Output only the lines that run from the one with "Could you please pick out the palm tree trunk" to the final line of the material, exactly as they are written.

■ ■ ■ ■ ■

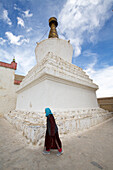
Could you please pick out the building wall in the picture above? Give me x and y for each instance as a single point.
(106, 103)
(7, 90)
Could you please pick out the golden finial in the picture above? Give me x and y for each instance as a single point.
(53, 24)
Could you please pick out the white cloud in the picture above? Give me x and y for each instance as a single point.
(2, 41)
(27, 14)
(81, 20)
(17, 40)
(103, 78)
(29, 29)
(20, 22)
(16, 8)
(5, 56)
(6, 18)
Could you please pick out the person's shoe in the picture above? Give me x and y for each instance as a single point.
(60, 153)
(46, 152)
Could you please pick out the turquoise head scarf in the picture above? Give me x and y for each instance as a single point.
(48, 112)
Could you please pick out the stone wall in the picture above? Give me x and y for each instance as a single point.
(33, 124)
(106, 103)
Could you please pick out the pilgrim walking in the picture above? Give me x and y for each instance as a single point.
(52, 140)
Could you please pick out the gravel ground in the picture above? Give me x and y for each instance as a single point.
(88, 150)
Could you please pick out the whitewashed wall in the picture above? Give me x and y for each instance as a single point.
(7, 90)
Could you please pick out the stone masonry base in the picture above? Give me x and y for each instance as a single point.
(33, 124)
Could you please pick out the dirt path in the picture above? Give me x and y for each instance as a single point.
(91, 150)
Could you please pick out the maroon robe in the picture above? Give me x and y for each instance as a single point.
(52, 140)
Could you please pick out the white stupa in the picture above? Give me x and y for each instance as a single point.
(54, 82)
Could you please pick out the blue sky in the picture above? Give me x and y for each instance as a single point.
(87, 24)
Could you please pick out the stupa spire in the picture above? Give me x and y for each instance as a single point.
(53, 24)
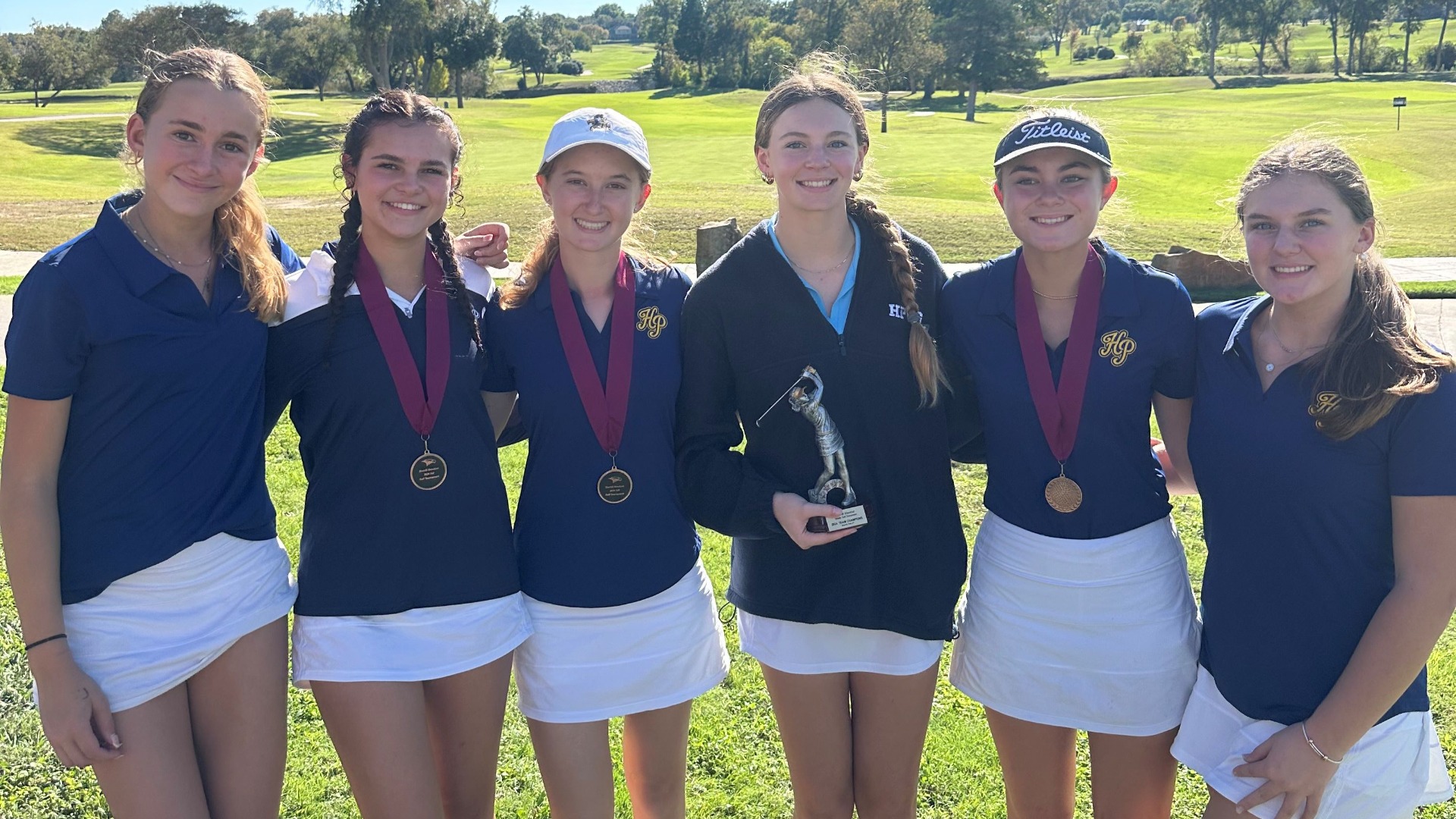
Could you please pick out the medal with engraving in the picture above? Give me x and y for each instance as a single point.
(419, 401)
(1059, 407)
(606, 409)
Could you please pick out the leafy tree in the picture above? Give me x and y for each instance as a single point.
(893, 39)
(168, 28)
(821, 22)
(1411, 22)
(1060, 17)
(382, 27)
(1264, 20)
(555, 37)
(691, 37)
(657, 20)
(1446, 15)
(472, 37)
(1212, 17)
(315, 50)
(986, 46)
(523, 44)
(57, 58)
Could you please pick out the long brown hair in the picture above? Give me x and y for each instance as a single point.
(402, 107)
(239, 223)
(821, 76)
(1375, 357)
(548, 245)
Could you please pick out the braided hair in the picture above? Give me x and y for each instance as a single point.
(823, 76)
(403, 107)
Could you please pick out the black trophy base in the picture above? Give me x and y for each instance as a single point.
(849, 518)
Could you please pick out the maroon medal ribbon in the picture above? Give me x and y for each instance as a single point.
(421, 403)
(606, 410)
(1059, 407)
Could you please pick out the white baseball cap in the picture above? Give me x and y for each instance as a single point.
(601, 126)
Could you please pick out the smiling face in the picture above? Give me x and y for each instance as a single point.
(811, 156)
(1302, 240)
(402, 180)
(593, 190)
(197, 148)
(1052, 197)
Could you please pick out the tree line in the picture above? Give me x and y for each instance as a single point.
(446, 47)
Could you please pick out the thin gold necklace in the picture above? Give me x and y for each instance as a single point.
(150, 242)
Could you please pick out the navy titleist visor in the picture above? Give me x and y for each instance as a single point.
(1053, 131)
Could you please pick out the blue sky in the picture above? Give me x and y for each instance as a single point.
(17, 15)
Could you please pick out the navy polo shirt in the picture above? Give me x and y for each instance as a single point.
(1299, 528)
(1145, 344)
(164, 445)
(577, 550)
(372, 542)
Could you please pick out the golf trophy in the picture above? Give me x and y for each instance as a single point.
(807, 400)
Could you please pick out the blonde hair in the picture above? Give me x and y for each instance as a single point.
(823, 76)
(548, 246)
(1375, 357)
(239, 223)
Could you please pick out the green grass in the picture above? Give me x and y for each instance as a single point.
(1307, 39)
(736, 764)
(934, 168)
(604, 61)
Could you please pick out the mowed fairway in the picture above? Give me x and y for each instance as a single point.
(1180, 148)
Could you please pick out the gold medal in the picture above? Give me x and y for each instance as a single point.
(1063, 494)
(428, 471)
(615, 485)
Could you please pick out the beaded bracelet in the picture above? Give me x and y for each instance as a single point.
(44, 640)
(1315, 748)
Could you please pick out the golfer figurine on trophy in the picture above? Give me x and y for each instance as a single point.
(805, 400)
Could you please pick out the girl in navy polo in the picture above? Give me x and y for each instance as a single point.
(1078, 614)
(410, 602)
(585, 346)
(137, 526)
(810, 335)
(1324, 449)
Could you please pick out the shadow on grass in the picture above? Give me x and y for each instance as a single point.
(1269, 80)
(76, 137)
(692, 93)
(303, 137)
(105, 139)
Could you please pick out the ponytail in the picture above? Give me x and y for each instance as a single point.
(443, 246)
(535, 268)
(924, 359)
(1375, 357)
(242, 229)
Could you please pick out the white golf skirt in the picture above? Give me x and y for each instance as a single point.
(408, 646)
(150, 632)
(585, 665)
(826, 648)
(1098, 634)
(1395, 767)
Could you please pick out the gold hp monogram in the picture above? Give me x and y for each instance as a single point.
(1117, 346)
(653, 321)
(1324, 403)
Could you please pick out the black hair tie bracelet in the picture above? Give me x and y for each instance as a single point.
(44, 640)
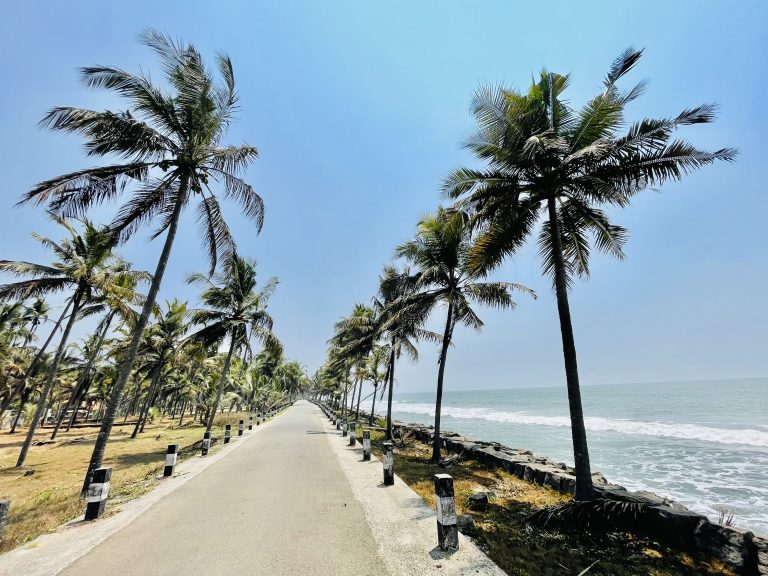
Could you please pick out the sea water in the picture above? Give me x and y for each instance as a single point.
(703, 444)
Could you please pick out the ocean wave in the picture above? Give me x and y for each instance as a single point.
(746, 437)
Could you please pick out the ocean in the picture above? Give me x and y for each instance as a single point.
(703, 444)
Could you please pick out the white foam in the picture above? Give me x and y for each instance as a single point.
(748, 437)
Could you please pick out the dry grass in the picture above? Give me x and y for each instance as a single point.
(521, 549)
(50, 497)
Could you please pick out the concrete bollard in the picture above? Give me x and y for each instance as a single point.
(389, 464)
(366, 444)
(447, 529)
(98, 491)
(352, 433)
(5, 506)
(171, 455)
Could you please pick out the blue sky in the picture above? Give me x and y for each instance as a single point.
(359, 110)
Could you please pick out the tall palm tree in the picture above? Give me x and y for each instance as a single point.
(551, 163)
(440, 255)
(86, 265)
(402, 330)
(236, 311)
(172, 145)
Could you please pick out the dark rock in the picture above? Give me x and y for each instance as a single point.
(674, 527)
(761, 552)
(466, 525)
(732, 546)
(478, 502)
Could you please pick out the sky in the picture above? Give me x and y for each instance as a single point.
(359, 111)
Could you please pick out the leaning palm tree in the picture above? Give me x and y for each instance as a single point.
(549, 162)
(171, 141)
(402, 331)
(87, 266)
(443, 277)
(236, 311)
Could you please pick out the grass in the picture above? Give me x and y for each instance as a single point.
(42, 501)
(521, 549)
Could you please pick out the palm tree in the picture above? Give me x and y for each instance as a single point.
(549, 162)
(86, 265)
(402, 331)
(440, 254)
(235, 311)
(171, 143)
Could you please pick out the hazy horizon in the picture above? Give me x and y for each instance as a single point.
(359, 112)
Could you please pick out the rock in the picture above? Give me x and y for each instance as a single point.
(466, 525)
(732, 546)
(674, 527)
(598, 479)
(478, 502)
(761, 550)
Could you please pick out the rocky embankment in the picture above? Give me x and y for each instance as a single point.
(659, 517)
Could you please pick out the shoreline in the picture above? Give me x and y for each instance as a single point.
(670, 522)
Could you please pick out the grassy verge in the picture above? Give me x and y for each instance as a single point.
(522, 549)
(46, 492)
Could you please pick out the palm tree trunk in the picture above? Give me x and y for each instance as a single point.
(127, 365)
(389, 392)
(20, 386)
(584, 489)
(147, 401)
(440, 372)
(359, 393)
(50, 378)
(222, 382)
(373, 406)
(82, 377)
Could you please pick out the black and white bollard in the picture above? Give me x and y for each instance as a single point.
(5, 506)
(206, 443)
(389, 464)
(171, 454)
(98, 491)
(366, 444)
(352, 433)
(447, 529)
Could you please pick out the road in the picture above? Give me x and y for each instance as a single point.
(278, 505)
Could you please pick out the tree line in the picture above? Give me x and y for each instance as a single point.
(164, 154)
(549, 173)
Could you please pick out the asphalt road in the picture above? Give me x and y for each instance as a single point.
(278, 505)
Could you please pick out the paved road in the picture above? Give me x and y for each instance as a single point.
(278, 505)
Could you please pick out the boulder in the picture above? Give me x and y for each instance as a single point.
(478, 502)
(732, 546)
(674, 527)
(761, 553)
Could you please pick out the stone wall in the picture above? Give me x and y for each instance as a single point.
(664, 519)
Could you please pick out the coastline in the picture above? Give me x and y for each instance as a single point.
(669, 522)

■ ■ ■ ■ ■

*Exercise answer:*
Could you please pick out the palm tree trunk in the picture above? Give me x and y for each instance as a single point.
(127, 365)
(389, 392)
(20, 386)
(584, 489)
(147, 401)
(440, 372)
(359, 393)
(50, 378)
(222, 382)
(373, 406)
(82, 377)
Could you please pick out the black and white bollard in the picture above? Give me x and y for each instance as a single point.
(5, 506)
(206, 443)
(389, 464)
(171, 454)
(98, 491)
(366, 444)
(352, 433)
(447, 529)
Could you please pick out the road in the picture above? Give me x and y for each instance as a single point.
(278, 505)
Could you please pick out the tree line in the picture above? Give me x and y for each instance as a single point.
(164, 154)
(549, 173)
Could you please pick out the asphalt road in the picture above? Give me x and y for each instance as a single point.
(278, 505)
Could you please pick out the paved road in the picture above? Give me x and y for each instance as a single point.
(278, 505)
Could you please pick out the boulder in the picture above? Give me x and y for each instance as a single point.
(478, 502)
(732, 546)
(674, 527)
(761, 553)
Could you please pick out the stone wall in the picture above? Give me x and y for each instance as a single point.
(664, 519)
Could you please pick out the coastline in the picture above? Give me x and y for each instance as a single point.
(669, 522)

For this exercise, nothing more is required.